#### Task instructions
An exact transcription of the data below is needed.

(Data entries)
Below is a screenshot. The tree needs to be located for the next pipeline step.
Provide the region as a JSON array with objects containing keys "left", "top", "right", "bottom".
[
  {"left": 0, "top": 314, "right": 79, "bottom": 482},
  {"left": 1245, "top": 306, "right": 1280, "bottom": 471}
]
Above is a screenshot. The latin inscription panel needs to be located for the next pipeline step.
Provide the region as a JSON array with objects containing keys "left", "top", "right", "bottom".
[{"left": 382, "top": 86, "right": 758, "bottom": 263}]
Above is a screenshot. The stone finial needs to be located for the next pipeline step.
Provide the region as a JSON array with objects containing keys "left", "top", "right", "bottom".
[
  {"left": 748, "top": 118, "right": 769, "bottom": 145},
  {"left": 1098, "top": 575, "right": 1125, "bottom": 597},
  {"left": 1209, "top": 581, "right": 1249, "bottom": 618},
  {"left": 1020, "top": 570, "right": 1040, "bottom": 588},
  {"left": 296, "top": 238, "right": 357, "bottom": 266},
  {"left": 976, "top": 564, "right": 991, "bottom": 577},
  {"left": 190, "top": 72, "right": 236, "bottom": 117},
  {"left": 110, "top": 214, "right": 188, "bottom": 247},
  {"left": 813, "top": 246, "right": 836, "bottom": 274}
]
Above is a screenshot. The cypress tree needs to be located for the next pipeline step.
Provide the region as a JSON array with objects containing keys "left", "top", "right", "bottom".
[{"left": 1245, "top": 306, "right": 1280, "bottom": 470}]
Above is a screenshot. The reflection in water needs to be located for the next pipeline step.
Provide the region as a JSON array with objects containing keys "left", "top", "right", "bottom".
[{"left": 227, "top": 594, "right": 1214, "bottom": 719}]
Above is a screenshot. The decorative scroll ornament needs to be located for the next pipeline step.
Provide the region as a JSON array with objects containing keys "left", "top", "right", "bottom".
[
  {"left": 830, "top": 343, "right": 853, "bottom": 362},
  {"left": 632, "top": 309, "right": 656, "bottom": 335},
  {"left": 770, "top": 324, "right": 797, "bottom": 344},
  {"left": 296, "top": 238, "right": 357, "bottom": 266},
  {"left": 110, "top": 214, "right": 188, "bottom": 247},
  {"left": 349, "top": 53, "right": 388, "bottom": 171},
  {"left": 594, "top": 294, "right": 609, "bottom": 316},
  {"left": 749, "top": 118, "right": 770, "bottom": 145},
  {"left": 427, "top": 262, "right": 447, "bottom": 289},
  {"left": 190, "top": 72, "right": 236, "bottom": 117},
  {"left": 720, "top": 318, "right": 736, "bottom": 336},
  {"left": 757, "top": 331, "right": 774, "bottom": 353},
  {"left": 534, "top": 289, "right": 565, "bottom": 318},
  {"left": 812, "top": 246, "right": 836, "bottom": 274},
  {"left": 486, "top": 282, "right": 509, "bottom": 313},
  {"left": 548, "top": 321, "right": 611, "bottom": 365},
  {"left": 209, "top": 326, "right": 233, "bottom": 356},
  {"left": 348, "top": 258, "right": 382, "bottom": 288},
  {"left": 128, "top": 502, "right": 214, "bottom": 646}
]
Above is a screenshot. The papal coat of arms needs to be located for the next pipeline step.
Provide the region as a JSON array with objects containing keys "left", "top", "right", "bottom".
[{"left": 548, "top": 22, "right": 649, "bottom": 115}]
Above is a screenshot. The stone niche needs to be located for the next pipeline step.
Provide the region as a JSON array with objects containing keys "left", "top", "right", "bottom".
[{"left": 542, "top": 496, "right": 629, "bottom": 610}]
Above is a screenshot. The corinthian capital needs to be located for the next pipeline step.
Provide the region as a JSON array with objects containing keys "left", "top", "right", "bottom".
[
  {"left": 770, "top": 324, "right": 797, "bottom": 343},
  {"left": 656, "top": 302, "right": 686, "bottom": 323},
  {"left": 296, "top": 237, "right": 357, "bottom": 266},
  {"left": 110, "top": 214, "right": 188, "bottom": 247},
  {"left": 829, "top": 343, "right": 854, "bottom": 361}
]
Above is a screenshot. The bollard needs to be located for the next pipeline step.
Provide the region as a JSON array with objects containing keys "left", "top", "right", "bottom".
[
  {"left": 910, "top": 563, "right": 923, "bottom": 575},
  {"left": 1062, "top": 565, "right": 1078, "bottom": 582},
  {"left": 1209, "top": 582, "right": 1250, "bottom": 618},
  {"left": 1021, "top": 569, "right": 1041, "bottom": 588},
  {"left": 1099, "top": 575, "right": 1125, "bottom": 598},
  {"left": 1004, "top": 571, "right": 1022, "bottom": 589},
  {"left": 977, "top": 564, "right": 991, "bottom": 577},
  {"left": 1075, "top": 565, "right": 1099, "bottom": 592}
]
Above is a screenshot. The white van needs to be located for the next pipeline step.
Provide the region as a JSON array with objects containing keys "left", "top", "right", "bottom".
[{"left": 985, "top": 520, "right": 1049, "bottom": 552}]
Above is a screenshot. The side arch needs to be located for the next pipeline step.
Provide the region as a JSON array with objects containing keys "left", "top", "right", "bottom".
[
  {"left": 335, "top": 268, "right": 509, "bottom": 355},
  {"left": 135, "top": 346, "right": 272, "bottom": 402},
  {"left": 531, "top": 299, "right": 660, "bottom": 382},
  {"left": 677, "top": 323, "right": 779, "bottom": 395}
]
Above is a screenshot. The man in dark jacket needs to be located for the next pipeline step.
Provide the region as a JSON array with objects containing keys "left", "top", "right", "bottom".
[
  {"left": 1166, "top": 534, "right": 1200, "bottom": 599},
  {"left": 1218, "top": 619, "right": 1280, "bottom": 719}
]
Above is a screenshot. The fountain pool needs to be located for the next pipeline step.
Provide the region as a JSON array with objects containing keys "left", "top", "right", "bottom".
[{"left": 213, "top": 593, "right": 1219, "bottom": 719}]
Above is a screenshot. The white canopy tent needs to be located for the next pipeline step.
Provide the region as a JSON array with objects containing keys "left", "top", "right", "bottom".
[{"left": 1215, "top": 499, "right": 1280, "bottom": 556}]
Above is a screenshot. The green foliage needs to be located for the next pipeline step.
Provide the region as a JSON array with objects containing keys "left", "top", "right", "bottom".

#### Response to this task
Below is a screenshot. The tree needs to be located for the next pipeline step.
Provide the region as a JSON array with objects containing keys "left", "top", "right", "bottom".
[
  {"left": 0, "top": 314, "right": 79, "bottom": 482},
  {"left": 1245, "top": 306, "right": 1280, "bottom": 471}
]
Above is a screenshot. The latin inscription panel needs to be located for the next pipeline step.
Provide the region as a JSON array with objects containing keys "left", "top", "right", "bottom".
[{"left": 382, "top": 86, "right": 758, "bottom": 263}]
Above is a screenshot. The stone finial needs to be located for the next pipeline step.
Provide the region as a JSON array with objects containing keys "left", "top", "right", "bottom".
[
  {"left": 748, "top": 118, "right": 769, "bottom": 145},
  {"left": 1098, "top": 575, "right": 1125, "bottom": 597},
  {"left": 1209, "top": 581, "right": 1249, "bottom": 618},
  {"left": 1020, "top": 570, "right": 1040, "bottom": 588},
  {"left": 296, "top": 238, "right": 357, "bottom": 266},
  {"left": 976, "top": 564, "right": 991, "bottom": 577},
  {"left": 190, "top": 72, "right": 236, "bottom": 117},
  {"left": 110, "top": 214, "right": 188, "bottom": 247},
  {"left": 813, "top": 246, "right": 836, "bottom": 274}
]
Above is a screenshot. The cypress tree needs to be located for the next pipeline step.
Provide the region as a JSON array with objects containing keys "left", "top", "right", "bottom".
[{"left": 1245, "top": 306, "right": 1280, "bottom": 470}]
Above is a screenshot. The reflection in water needs to be located for the next pipeline step.
Provide the region as a JSON array with objects containing keys "left", "top", "right", "bottom".
[{"left": 227, "top": 594, "right": 1214, "bottom": 719}]
Above is a screenshot. The decorative scroll ornament needs to be located for the next pipeline step.
Provide the region as a JSON array with objects containing keys "left", "top", "right", "bottom".
[
  {"left": 830, "top": 343, "right": 853, "bottom": 362},
  {"left": 632, "top": 309, "right": 656, "bottom": 335},
  {"left": 770, "top": 324, "right": 797, "bottom": 344},
  {"left": 296, "top": 238, "right": 357, "bottom": 266},
  {"left": 110, "top": 214, "right": 188, "bottom": 247},
  {"left": 349, "top": 53, "right": 388, "bottom": 171},
  {"left": 594, "top": 294, "right": 609, "bottom": 316},
  {"left": 749, "top": 118, "right": 770, "bottom": 145},
  {"left": 427, "top": 262, "right": 447, "bottom": 289},
  {"left": 190, "top": 72, "right": 236, "bottom": 117},
  {"left": 720, "top": 318, "right": 736, "bottom": 336},
  {"left": 757, "top": 331, "right": 774, "bottom": 353},
  {"left": 534, "top": 289, "right": 565, "bottom": 318},
  {"left": 812, "top": 246, "right": 836, "bottom": 274},
  {"left": 486, "top": 282, "right": 509, "bottom": 313},
  {"left": 548, "top": 321, "right": 611, "bottom": 365},
  {"left": 209, "top": 326, "right": 233, "bottom": 356},
  {"left": 348, "top": 258, "right": 382, "bottom": 288},
  {"left": 128, "top": 502, "right": 214, "bottom": 646}
]
Above is a screenshot. The papal coat of arms needs to be located for the next pipeline step.
Provide the region as a JSON array with objects containing keys "left", "top", "right", "bottom".
[{"left": 548, "top": 22, "right": 649, "bottom": 115}]
Above is a screenshot. The stone niche needs to be located for the next pipeline step.
Provide the region as a JSON array with objects containing keys "left", "top", "right", "bottom".
[{"left": 542, "top": 496, "right": 629, "bottom": 610}]
Above is a screenshot. The corinthian capital needs to be located for the next pipeline step.
Provide the region as a JSON array with objects containing keys "left", "top", "right", "bottom".
[
  {"left": 770, "top": 324, "right": 797, "bottom": 343},
  {"left": 656, "top": 302, "right": 686, "bottom": 323},
  {"left": 296, "top": 237, "right": 357, "bottom": 266},
  {"left": 110, "top": 214, "right": 188, "bottom": 247},
  {"left": 829, "top": 343, "right": 854, "bottom": 361}
]
Above is a screenshot. The bollard needs to be located for the next pipeline step.
Provide the region as a JSON array with objects containing keys "left", "top", "right", "bottom".
[
  {"left": 910, "top": 563, "right": 923, "bottom": 575},
  {"left": 1062, "top": 565, "right": 1078, "bottom": 582},
  {"left": 1209, "top": 582, "right": 1250, "bottom": 618},
  {"left": 1021, "top": 569, "right": 1041, "bottom": 588},
  {"left": 1099, "top": 575, "right": 1125, "bottom": 598},
  {"left": 1004, "top": 571, "right": 1022, "bottom": 589},
  {"left": 977, "top": 564, "right": 991, "bottom": 577},
  {"left": 1075, "top": 565, "right": 1099, "bottom": 592}
]
Above is a screenshot. The white van needs to be located for the next pipeline step.
Provide the region as a JSON array with objects containing keys "left", "top", "right", "bottom".
[{"left": 985, "top": 520, "right": 1049, "bottom": 552}]
Above is a screenshot. The side arch needs to be located for the next pipeline step.
Provide the region as a JSON array with objects containing keys "left", "top", "right", "bottom".
[
  {"left": 335, "top": 268, "right": 509, "bottom": 355},
  {"left": 135, "top": 346, "right": 272, "bottom": 402},
  {"left": 531, "top": 299, "right": 660, "bottom": 382},
  {"left": 677, "top": 323, "right": 779, "bottom": 395}
]
Above is a screenshot. The man in dark jacket needs to be located for the next pipeline step.
Provide the region as a JSON array with objects containing keys "left", "top", "right", "bottom".
[
  {"left": 1166, "top": 534, "right": 1200, "bottom": 599},
  {"left": 1218, "top": 619, "right": 1280, "bottom": 719}
]
Above is a screenshot. The fountain pool needs to be located for the next pipeline step.
Provide the region as a JSON array with objects containing keys "left", "top", "right", "bottom".
[{"left": 213, "top": 593, "right": 1219, "bottom": 719}]
Above is a screenshot. The white canopy tent needs to be located for the next pipeline step.
Provide the region as a JSON array with objects containing keys "left", "top", "right", "bottom".
[{"left": 1215, "top": 499, "right": 1280, "bottom": 556}]
Above is a screenshot. The green foliage needs to be located for the next pipeline step.
Provide the region as a JSON array with objects containing keys "left", "top", "right", "bottom".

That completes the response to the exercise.